__Extrait du texte__
◆ ◆ ◆ ◆ ◆
14. Dans sa duplique du 15 novembre 2004, le recourant a repris les arguments développés précédemment, en insistant sur le fait qu'il avait réhabilité un immeuble en état de délabrement qui était en grande partie "squatté" à l'époque où il l'avait acheté. Il entendait concrétiser son projet de "café-garderie" en affectant les arcades donnant sur le quai Gustave Ador à la partie café et celles de la rue Pierre-Fatio à la partie garderie. La rue Pierre-Fatio ne présentait aucun attrait commercial, cette rue ayant perdu toute vocation piétonne et ne constituant ainsi pas un passage ouvert au public. En conséquence, la décision du DCTI était déjà erronée pour ce motif. Elle était également contraire au principe de la proportionnalité dans la mesure où elle lui imposait de louer les arcades en attendant que son projet de "café-crèche" puisse voir le jour, ce qui en rendrait pratiquement impossible la réalisation, faute de pouvoir libérer les locaux au moment voulu.

15. Le DCTI, dans son écriture du 17 décembre 2004, a expliqué que le fait que les arcades aient été vacantes au moment de leur acquisition ne signifiait pas qu'elles avaient perdu toute vocation commerciale.

Le recourant ne pouvait se prévaloir du principe de l'égalité de traitement avec les deux banques dont les locaux jouxtaient son immeuble. En effet, tout d'abord ces deux établissements exerçaient une activité bancaire, alors que lui-même avait affecté les locaux en cause à un usage strictement privé. Par ailleurs, la banque Ferrier Lullin était au bénéfice d'une autorisation assortie d'une condition concernant l'aménagement des locaux du rez-de-chaussée. S'agissant des locaux de la banque Thaler, le DCTI ne disposait d'aucune information dans ses archives. Il se proposait donc de se rendre sur place pour examiner la situation et assurait qu'il ne tolérerait pas que les locaux du rez-de-chaussée soient utilisés à des fins purement administratives. Le projet de "café-crèche" ne pouvait justifier le maintien d'une situation illicite. Enfin, il contestait que la rue Pierre-Fatio ne soit pas un lieu de passage fréquenté et animé et invitait le tribunal à procéder à un transport sur place pour s'en convaincre.
◆ ◆ ◆ ◆ ◆
__Tâche à faire A__
Mettez à jour le passage de l'extrait commençant par « 15. Le DCTI, dans » et se poursuivant jusqu'à « toute vocation commerciale. » en y remplaçant « vacantes » par « inoccupées ».
__Tâche à faire B__
Répondez brièvement à ces questions sur l'extrait :
(i) À quelle date le recourant a-t-il déposé sa duplique ?
(ii) Selon le projet du recourant, quelles arcades devaient accueillir la partie café ?
(iii) Pour les locaux de quelle banque le DCTI ne disposait-il d'aucune information dans ses archives ?
__Tâche à faire C__
Pouvez-vous réécrire sous forme de liste le paragraphe de l'extrait qui commence par « Le recourant ne pouvait se prévaloir », en gardant ses faits principaux ?
Les entrées qui suivent ne sont pas nécessaires.

(Entrées du jeu de données)
◆ ◆ ◆ ◆ ◆
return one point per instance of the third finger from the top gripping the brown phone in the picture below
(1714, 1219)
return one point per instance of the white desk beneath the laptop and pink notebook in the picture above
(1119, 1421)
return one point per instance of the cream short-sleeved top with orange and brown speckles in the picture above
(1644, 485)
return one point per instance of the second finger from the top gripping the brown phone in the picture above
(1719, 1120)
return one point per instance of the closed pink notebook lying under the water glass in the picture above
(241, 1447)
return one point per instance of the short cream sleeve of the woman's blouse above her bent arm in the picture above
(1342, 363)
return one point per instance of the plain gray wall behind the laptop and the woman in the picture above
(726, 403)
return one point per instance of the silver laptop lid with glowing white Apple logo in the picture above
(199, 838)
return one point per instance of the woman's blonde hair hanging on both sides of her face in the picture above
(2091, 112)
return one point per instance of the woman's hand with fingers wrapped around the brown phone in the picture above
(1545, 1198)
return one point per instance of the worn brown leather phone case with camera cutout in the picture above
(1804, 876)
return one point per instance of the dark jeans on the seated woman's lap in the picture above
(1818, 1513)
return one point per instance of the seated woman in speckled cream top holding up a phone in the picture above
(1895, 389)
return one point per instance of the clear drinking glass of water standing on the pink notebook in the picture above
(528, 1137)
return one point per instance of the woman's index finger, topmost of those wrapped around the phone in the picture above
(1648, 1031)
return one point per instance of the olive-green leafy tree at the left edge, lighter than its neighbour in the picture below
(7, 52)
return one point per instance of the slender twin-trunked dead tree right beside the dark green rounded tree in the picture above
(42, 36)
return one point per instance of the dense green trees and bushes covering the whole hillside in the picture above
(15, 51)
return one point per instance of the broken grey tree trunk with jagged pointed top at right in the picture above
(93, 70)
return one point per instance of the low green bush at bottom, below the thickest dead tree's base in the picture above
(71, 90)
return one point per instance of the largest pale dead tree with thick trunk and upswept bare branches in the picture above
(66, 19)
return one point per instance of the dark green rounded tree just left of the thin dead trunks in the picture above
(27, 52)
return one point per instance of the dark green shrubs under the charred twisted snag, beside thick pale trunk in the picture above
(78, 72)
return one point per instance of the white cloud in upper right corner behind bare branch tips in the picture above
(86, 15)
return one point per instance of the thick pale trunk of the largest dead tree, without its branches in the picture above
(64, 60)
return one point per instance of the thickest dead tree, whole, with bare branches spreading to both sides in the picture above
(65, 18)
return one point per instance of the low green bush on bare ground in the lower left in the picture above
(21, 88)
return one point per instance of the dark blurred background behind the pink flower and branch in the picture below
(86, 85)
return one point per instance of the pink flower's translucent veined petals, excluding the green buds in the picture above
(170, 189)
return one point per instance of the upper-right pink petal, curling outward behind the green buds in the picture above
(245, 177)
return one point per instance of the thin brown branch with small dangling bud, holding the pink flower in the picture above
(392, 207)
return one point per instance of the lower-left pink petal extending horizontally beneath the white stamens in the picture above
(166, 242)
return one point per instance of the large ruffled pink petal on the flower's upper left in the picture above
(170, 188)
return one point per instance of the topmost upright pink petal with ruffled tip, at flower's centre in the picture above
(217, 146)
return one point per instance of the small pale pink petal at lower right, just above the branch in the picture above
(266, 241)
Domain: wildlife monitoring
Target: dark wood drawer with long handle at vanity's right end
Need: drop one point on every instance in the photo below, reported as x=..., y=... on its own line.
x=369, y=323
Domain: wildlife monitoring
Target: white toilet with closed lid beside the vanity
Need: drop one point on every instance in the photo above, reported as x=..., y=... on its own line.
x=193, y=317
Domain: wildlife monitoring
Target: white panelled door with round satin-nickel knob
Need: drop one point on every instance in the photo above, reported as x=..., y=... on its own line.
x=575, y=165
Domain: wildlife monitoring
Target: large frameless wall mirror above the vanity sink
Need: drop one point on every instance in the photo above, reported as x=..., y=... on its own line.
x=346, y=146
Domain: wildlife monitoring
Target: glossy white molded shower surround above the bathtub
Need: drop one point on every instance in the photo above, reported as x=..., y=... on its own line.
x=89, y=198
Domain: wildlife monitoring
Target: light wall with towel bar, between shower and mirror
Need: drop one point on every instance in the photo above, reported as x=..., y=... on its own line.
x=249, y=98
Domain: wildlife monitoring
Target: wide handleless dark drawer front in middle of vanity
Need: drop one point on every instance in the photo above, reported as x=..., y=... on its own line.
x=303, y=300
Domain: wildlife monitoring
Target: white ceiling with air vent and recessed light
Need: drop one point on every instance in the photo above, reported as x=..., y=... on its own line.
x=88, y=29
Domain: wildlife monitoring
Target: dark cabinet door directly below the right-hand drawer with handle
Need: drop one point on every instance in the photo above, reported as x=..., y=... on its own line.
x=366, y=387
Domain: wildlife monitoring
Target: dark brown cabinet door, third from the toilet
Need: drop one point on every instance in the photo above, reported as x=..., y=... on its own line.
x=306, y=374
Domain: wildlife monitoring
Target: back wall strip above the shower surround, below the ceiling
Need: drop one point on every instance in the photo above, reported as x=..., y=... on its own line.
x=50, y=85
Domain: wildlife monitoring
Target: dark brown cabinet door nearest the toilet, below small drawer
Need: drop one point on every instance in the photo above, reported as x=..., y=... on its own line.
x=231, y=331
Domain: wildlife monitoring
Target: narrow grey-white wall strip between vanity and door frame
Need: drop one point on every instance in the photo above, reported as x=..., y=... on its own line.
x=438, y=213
◆ ◆ ◆ ◆ ◆
__Réponse A__
15. Le DCTI, dans son écriture du 17 décembre 2004, a expliqué que le fait que les arcades aient été inoccupées au moment de leur acquisition ne signifiait pas qu'elles avaient perdu toute vocation commerciale.

__Réponse B__
(i) Le 15 novembre 2004.
(ii) Les arcades donnant sur le quai Gustave Ador.
(iii) La banque Thaler.

__Réponse C__
- Le recourant ne pouvait invoquer l'égalité de traitement avec les deux banques voisines de son immeuble.
- Ces banques exerçaient une activité bancaire, alors que lui avait affecté les locaux à un usage strictement privé.
- La banque Ferrier Lullin bénéficiait d'une autorisation assortie d'une condition sur l'aménagement du rez-de-chaussée.
- Pour la banque Thaler, le DCTI n'avait aucune information dans ses archives. Il prévoyait de se rendre sur place et n'admettrait pas un usage purement administratif du rez-de-chaussée.
- Le projet de « café-crèche » ne justifiait pas le maintien d'une situation illicite.
- Le DCTI contestait que la rue Pierre-Fatio soit peu fréquentée et invitait le tribunal à un transport sur place.